_Task description_. Reproduce the rows below verbatim, beginning with the line that contains "I'm wondering where in this drawing the black" and continuing through the line that contains "0,288 -> 38,418".

_Extracted records_.
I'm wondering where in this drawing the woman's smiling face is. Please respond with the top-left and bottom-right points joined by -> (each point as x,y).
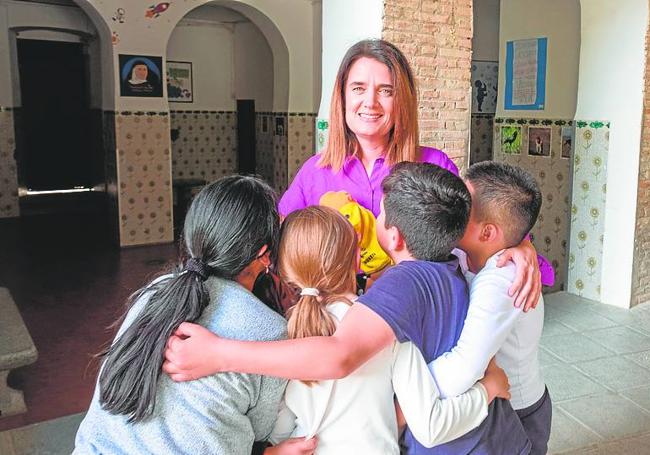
345,57 -> 395,139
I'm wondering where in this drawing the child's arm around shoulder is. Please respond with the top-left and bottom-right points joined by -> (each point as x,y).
429,264 -> 522,396
163,303 -> 395,381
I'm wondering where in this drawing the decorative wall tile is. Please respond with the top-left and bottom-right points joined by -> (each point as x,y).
567,121 -> 609,300
273,113 -> 288,194
0,109 -> 20,218
115,113 -> 173,246
287,114 -> 316,183
493,118 -> 571,291
170,111 -> 237,182
469,114 -> 494,164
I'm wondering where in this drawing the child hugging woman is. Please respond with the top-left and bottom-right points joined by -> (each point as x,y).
268,206 -> 507,454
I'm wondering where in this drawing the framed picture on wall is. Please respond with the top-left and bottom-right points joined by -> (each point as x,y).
501,126 -> 521,155
275,117 -> 286,136
167,61 -> 194,103
119,54 -> 162,98
528,126 -> 551,156
472,60 -> 499,114
561,126 -> 573,158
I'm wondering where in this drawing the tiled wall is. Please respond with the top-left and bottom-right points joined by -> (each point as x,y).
469,114 -> 494,164
170,111 -> 237,182
287,113 -> 316,183
493,118 -> 571,291
567,121 -> 609,300
115,112 -> 173,246
0,107 -> 20,218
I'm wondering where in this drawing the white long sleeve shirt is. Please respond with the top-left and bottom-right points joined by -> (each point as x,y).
429,250 -> 545,409
270,302 -> 487,455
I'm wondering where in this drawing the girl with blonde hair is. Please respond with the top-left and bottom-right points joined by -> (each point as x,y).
270,207 -> 507,454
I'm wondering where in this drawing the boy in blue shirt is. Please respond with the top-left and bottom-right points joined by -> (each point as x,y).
164,163 -> 530,455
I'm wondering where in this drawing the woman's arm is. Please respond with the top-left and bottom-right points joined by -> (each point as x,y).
163,303 -> 395,381
393,343 -> 510,447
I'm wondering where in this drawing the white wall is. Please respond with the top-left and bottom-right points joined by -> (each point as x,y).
472,0 -> 500,62
576,0 -> 648,307
494,0 -> 580,119
234,22 -> 273,112
167,19 -> 235,111
318,0 -> 384,118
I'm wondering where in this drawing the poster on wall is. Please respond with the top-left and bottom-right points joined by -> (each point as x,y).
561,126 -> 573,158
501,126 -> 521,155
119,54 -> 162,98
167,61 -> 194,103
504,38 -> 547,110
528,126 -> 551,156
472,60 -> 499,114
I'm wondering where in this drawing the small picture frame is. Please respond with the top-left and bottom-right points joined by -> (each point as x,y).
167,61 -> 194,103
501,125 -> 521,155
118,54 -> 162,98
528,126 -> 551,156
561,126 -> 573,158
275,117 -> 286,136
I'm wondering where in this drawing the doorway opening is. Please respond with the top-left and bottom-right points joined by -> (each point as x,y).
16,39 -> 105,215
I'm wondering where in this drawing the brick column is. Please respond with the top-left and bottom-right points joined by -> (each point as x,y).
631,20 -> 650,306
382,0 -> 472,171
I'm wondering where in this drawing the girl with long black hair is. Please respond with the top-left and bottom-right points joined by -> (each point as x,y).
74,176 -> 312,455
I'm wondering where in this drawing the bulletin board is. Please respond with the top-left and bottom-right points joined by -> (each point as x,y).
504,38 -> 548,111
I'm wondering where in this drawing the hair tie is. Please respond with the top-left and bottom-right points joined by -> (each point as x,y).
300,288 -> 320,297
185,258 -> 210,281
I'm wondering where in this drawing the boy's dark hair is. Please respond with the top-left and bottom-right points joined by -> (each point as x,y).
382,162 -> 472,261
465,161 -> 542,247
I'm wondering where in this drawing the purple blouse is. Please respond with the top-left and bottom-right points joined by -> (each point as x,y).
278,147 -> 458,217
278,147 -> 555,286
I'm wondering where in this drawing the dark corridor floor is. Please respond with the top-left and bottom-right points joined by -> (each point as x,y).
0,214 -> 176,431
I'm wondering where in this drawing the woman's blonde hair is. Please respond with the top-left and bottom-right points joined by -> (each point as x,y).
278,206 -> 358,338
318,39 -> 420,172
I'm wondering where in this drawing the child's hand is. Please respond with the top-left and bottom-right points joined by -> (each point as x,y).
497,239 -> 542,312
479,358 -> 510,403
264,437 -> 318,455
163,322 -> 221,381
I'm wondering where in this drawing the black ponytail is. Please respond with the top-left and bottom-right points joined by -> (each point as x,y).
99,176 -> 279,422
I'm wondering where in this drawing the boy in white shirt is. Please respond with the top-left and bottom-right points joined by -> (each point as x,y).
429,162 -> 551,455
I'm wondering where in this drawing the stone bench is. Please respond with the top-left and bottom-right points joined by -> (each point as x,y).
0,288 -> 38,418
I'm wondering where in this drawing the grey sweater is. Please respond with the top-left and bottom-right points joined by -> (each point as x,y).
73,278 -> 286,455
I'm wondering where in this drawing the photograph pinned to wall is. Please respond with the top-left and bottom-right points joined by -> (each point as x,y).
119,54 -> 162,98
562,126 -> 574,158
504,38 -> 548,111
472,60 -> 499,114
501,126 -> 521,155
275,117 -> 286,136
528,126 -> 551,156
167,61 -> 194,103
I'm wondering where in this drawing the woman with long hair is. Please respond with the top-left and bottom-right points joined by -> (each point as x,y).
270,207 -> 509,455
279,39 -> 554,307
75,176 -> 312,455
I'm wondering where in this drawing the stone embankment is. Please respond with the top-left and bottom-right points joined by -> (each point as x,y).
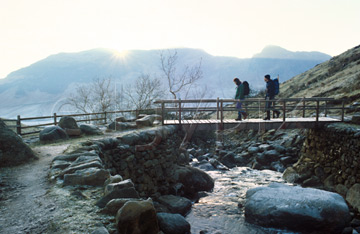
50,126 -> 214,234
284,124 -> 360,211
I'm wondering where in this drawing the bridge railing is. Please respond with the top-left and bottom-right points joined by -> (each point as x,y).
155,97 -> 346,124
7,109 -> 155,136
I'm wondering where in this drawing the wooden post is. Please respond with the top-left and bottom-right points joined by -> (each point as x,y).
54,113 -> 57,126
316,99 -> 320,122
161,101 -> 165,125
283,100 -> 286,122
216,97 -> 220,119
341,99 -> 345,122
16,115 -> 21,136
220,99 -> 224,130
325,101 -> 327,117
303,97 -> 305,118
179,98 -> 181,125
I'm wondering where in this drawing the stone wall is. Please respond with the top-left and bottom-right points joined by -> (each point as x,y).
284,123 -> 360,196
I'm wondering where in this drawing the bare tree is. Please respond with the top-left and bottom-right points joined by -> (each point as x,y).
160,50 -> 202,99
62,77 -> 122,116
124,74 -> 163,110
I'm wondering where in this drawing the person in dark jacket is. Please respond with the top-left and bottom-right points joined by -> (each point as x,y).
264,75 -> 280,120
234,78 -> 248,121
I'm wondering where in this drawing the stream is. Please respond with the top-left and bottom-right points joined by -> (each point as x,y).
186,167 -> 294,234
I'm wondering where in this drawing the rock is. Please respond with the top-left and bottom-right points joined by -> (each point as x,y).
65,128 -> 81,136
80,124 -> 104,135
245,183 -> 350,233
116,199 -> 159,234
101,198 -> 140,216
39,126 -> 69,141
107,122 -> 136,131
301,176 -> 322,187
220,152 -> 236,168
105,179 -> 134,195
53,152 -> 99,161
91,227 -> 109,234
96,187 -> 140,208
172,166 -> 214,195
156,195 -> 192,216
157,213 -> 190,234
335,184 -> 348,198
282,167 -> 300,183
115,116 -> 127,122
248,146 -> 260,154
209,158 -> 229,171
58,116 -> 79,129
64,167 -> 110,186
351,113 -> 360,124
135,115 -> 155,128
0,119 -> 37,167
104,174 -> 124,187
346,184 -> 360,212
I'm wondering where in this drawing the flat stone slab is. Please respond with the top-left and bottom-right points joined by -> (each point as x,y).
245,183 -> 350,233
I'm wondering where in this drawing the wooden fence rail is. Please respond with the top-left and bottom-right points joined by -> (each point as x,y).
10,109 -> 154,136
155,97 -> 346,124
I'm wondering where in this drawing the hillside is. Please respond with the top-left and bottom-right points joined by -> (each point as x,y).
279,45 -> 360,105
0,47 -> 331,118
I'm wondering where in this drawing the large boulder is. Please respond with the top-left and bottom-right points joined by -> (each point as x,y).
58,116 -> 79,129
245,183 -> 350,233
157,213 -> 190,234
172,166 -> 214,196
157,195 -> 192,216
116,199 -> 159,234
0,119 -> 37,167
346,184 -> 360,212
80,124 -> 104,135
64,167 -> 110,186
39,126 -> 69,141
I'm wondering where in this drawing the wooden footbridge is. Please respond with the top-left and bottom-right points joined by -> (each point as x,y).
155,98 -> 345,130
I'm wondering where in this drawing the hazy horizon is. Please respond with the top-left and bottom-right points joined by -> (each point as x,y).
0,0 -> 360,78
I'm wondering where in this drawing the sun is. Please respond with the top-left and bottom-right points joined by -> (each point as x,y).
114,50 -> 129,60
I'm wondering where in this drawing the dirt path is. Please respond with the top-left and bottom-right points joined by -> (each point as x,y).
0,144 -> 69,234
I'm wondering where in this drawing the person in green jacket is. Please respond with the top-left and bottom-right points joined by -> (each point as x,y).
234,78 -> 248,121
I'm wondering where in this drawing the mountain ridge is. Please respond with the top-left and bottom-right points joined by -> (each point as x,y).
0,48 -> 330,117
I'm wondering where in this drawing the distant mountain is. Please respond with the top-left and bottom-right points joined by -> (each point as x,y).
0,47 -> 331,118
253,46 -> 330,61
280,45 -> 360,105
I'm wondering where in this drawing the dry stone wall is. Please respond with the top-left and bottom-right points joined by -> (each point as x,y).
295,124 -> 360,188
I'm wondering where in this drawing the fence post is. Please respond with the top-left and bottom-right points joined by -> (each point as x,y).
341,99 -> 345,122
220,99 -> 224,129
16,115 -> 21,136
316,99 -> 320,122
179,98 -> 181,125
54,113 -> 57,126
161,101 -> 165,125
216,97 -> 220,119
283,100 -> 286,122
303,97 -> 305,118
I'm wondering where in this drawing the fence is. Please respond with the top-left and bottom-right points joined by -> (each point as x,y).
155,97 -> 346,124
6,109 -> 154,136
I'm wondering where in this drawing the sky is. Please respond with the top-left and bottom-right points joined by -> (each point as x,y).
0,0 -> 360,78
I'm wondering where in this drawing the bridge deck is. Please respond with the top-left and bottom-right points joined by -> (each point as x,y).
164,117 -> 341,130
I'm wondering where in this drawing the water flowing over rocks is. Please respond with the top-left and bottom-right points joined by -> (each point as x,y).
245,184 -> 350,233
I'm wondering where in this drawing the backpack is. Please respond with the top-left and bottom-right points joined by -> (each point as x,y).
243,81 -> 250,95
273,78 -> 280,95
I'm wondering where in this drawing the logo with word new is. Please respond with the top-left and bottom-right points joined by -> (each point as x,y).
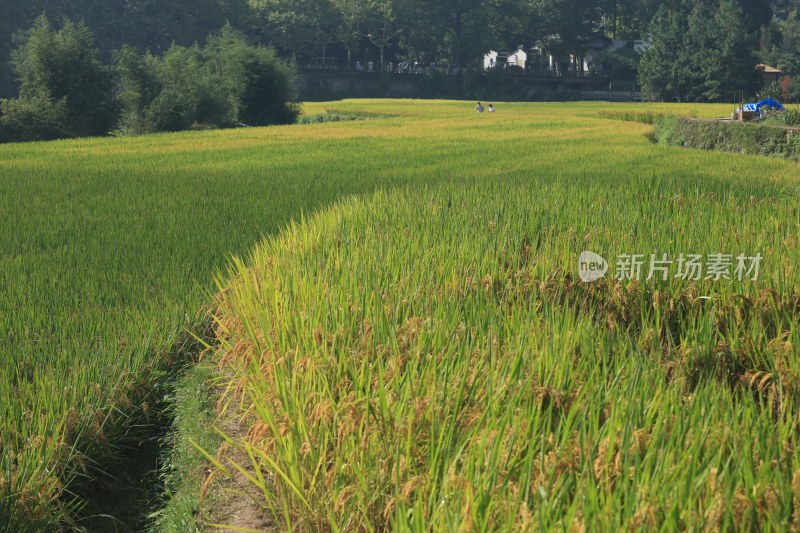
578,250 -> 608,283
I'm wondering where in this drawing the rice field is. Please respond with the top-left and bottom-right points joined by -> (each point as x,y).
0,100 -> 800,531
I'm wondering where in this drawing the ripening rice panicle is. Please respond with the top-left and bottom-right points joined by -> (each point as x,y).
0,100 -> 800,531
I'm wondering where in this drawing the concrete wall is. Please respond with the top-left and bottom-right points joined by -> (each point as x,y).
297,69 -> 631,101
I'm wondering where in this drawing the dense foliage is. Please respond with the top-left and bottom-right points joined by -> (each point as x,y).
0,0 -> 800,113
0,17 -> 298,141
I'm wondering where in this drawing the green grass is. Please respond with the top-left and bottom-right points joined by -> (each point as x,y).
0,101 -> 797,531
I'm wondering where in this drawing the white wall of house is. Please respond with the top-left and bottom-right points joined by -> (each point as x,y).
506,49 -> 528,68
483,50 -> 497,69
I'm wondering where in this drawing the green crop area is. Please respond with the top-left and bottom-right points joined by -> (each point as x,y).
0,100 -> 800,531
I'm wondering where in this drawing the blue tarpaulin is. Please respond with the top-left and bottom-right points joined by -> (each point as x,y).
743,98 -> 785,117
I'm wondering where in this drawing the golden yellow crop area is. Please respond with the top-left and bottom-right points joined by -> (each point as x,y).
0,100 -> 800,531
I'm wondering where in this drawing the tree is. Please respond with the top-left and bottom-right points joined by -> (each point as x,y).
332,0 -> 364,70
362,0 -> 402,72
252,0 -> 339,58
4,16 -> 116,136
639,6 -> 689,102
205,25 -> 299,126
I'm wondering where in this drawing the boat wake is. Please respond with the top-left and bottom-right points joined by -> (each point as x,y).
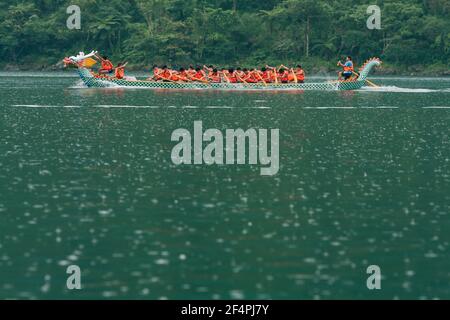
357,86 -> 445,93
69,80 -> 87,89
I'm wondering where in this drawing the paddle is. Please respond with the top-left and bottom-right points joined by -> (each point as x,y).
291,68 -> 298,83
352,71 -> 380,88
220,72 -> 230,83
266,65 -> 278,84
256,72 -> 267,87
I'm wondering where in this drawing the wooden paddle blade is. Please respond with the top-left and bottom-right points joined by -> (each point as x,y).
83,58 -> 97,68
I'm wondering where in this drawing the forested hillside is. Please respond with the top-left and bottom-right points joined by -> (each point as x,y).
0,0 -> 450,74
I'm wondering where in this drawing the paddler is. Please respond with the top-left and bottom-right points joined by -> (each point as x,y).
278,68 -> 289,83
160,66 -> 172,82
294,65 -> 305,83
114,62 -> 128,80
96,56 -> 114,74
261,67 -> 273,83
147,64 -> 162,81
208,68 -> 221,83
337,56 -> 355,81
192,67 -> 208,82
177,68 -> 189,82
226,68 -> 237,83
186,66 -> 197,79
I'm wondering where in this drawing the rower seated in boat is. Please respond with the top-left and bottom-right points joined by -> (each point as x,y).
208,68 -> 221,83
277,68 -> 289,83
114,62 -> 128,80
146,64 -> 162,81
337,56 -> 355,81
295,65 -> 305,83
97,56 -> 114,74
191,67 -> 207,82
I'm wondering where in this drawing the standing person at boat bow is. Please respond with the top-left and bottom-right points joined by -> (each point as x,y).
337,56 -> 355,81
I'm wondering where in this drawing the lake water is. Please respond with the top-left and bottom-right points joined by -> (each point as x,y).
0,73 -> 450,299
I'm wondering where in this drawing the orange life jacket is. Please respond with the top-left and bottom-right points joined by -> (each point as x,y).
262,70 -> 273,82
169,72 -> 180,81
102,60 -> 114,70
161,69 -> 172,80
208,72 -> 220,82
295,69 -> 305,81
344,64 -> 355,72
153,68 -> 161,80
114,67 -> 125,79
193,70 -> 205,80
227,72 -> 237,83
279,71 -> 289,82
245,71 -> 260,83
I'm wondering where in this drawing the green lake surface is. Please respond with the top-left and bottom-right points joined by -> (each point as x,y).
0,73 -> 450,299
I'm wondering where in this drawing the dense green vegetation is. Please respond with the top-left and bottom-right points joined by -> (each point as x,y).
0,0 -> 450,74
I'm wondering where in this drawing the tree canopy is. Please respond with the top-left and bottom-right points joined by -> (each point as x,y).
0,0 -> 450,70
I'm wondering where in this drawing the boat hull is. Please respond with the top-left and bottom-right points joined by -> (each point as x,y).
78,68 -> 365,91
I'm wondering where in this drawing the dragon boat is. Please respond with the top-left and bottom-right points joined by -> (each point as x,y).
65,53 -> 381,91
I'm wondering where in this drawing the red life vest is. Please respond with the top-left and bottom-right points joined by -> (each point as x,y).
245,71 -> 260,83
295,69 -> 305,81
161,69 -> 172,80
262,70 -> 273,82
279,71 -> 289,82
102,60 -> 114,71
208,72 -> 220,82
227,72 -> 237,83
193,70 -> 205,80
114,67 -> 125,79
344,63 -> 355,72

_Task output_.
I'm wondering where in this drawing the black ponytail is. Please respond with the top-left and bottom-right points joined by -> (each point as x,y).
99,176 -> 279,422
I'm wondering where in this drawing the boy in white shirt is. Please respond with the top-left and bottom-right points joined by -> (each point as x,y).
429,162 -> 551,455
I'm wondering where in this drawing the stone bench is. Please respond with the top-left and bottom-right points joined by -> (each point as x,y).
0,288 -> 38,418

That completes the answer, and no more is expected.